_Data items_
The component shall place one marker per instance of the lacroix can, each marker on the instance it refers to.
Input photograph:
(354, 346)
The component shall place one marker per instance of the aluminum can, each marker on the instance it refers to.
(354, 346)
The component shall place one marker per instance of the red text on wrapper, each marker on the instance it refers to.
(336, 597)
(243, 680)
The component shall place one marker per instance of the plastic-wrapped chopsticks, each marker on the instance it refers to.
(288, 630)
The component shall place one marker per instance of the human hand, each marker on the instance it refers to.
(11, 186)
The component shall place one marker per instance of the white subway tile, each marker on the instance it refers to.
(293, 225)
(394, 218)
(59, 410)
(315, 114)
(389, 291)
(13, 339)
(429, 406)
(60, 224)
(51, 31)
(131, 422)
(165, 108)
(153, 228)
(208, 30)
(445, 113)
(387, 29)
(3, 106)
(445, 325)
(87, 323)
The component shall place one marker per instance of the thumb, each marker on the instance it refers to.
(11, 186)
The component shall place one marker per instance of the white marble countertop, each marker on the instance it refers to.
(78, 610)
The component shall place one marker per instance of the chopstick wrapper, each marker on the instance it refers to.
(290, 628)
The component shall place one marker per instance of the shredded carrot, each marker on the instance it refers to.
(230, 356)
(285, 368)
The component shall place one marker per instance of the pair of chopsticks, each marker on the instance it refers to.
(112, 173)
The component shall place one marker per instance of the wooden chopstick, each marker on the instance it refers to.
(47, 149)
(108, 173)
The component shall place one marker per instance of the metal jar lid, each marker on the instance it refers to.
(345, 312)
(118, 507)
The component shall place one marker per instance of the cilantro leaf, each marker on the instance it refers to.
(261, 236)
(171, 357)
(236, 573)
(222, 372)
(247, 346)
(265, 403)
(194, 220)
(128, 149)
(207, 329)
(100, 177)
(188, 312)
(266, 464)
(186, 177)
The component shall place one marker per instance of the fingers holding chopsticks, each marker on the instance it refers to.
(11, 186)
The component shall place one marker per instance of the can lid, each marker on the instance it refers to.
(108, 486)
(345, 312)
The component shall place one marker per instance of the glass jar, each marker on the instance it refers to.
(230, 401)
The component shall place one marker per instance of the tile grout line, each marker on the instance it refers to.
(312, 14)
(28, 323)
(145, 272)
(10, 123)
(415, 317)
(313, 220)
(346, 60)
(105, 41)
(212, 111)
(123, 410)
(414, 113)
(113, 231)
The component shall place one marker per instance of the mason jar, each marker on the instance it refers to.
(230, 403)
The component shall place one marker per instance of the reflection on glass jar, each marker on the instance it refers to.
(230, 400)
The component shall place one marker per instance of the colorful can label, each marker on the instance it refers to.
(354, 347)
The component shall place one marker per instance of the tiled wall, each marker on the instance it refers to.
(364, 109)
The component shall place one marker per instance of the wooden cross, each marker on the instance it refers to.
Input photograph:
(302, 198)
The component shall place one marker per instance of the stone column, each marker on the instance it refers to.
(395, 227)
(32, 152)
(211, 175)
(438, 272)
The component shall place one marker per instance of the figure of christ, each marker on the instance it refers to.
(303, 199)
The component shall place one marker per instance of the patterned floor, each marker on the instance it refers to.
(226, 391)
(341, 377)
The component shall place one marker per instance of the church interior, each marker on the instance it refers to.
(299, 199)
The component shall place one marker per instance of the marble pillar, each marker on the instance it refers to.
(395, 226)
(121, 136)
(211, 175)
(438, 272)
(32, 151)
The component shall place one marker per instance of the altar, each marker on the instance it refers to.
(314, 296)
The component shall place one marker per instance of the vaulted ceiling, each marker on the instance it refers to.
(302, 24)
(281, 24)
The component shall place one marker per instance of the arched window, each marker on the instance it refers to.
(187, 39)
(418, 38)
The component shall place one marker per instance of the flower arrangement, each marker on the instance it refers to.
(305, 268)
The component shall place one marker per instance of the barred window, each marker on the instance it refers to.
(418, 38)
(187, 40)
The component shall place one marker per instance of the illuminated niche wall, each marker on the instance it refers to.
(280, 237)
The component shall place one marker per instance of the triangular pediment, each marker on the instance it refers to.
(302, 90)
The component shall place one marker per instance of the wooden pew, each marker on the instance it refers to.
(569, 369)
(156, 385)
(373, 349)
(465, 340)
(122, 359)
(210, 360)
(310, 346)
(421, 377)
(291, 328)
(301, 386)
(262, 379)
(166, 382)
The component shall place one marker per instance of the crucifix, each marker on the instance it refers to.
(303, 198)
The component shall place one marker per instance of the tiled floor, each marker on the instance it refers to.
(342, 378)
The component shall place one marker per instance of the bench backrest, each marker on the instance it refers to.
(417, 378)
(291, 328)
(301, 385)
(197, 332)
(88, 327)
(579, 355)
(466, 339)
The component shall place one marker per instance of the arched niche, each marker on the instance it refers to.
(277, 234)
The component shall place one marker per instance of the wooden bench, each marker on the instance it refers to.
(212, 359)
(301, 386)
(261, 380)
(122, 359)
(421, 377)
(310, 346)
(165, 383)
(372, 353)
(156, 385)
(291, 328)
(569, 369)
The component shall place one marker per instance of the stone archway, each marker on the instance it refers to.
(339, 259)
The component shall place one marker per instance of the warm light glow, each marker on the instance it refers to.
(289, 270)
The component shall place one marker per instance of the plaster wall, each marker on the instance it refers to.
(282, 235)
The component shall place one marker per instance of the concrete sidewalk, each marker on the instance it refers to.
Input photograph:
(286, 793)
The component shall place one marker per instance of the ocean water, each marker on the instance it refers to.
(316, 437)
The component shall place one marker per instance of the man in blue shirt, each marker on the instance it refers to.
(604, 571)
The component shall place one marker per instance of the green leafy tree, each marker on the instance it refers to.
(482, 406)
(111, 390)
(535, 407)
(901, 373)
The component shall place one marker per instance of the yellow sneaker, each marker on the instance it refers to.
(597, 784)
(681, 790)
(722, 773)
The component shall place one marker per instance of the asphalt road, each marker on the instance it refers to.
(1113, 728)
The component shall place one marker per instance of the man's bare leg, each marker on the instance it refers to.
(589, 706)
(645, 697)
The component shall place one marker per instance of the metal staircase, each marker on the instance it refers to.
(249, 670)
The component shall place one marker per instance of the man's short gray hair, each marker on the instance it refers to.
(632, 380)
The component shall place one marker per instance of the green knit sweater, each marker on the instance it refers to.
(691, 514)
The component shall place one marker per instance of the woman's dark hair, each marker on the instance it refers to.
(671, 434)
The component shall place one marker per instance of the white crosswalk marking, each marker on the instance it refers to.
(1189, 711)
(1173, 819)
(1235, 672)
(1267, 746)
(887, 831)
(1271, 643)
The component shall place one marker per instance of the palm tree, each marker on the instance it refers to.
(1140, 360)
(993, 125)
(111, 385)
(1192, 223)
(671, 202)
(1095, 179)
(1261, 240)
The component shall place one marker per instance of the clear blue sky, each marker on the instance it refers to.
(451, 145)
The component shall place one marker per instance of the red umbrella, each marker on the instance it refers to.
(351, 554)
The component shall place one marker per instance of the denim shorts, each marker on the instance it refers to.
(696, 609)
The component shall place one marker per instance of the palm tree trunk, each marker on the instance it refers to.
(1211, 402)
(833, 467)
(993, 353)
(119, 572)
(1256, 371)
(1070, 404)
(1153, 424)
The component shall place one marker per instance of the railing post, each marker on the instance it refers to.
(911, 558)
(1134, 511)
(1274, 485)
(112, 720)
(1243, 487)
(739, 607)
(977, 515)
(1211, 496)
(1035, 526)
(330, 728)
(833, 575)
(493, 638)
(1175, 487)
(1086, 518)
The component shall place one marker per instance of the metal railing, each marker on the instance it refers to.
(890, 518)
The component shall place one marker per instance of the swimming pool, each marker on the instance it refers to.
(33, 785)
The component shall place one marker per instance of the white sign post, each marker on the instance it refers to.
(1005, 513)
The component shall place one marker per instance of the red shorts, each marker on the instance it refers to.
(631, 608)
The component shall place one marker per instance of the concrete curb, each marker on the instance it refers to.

_THE REQUEST_
Please copy every line from the one containing "the white sign" down to the end of the items. Multiply each coordinate in the answers by 1.55 and round it to a whole number, with halves rounding up.

_PROBLEM SOLUTION_
The component shall place one marker per instance of the white sign post, each marker on the instance it refers to.
(1558, 795)
The component shall place one marker per instance of the red shorts, each marker on the instance it refers to.
(978, 942)
The component shall place one marker per instance of the concrete curb, each marker on the instance it refers to.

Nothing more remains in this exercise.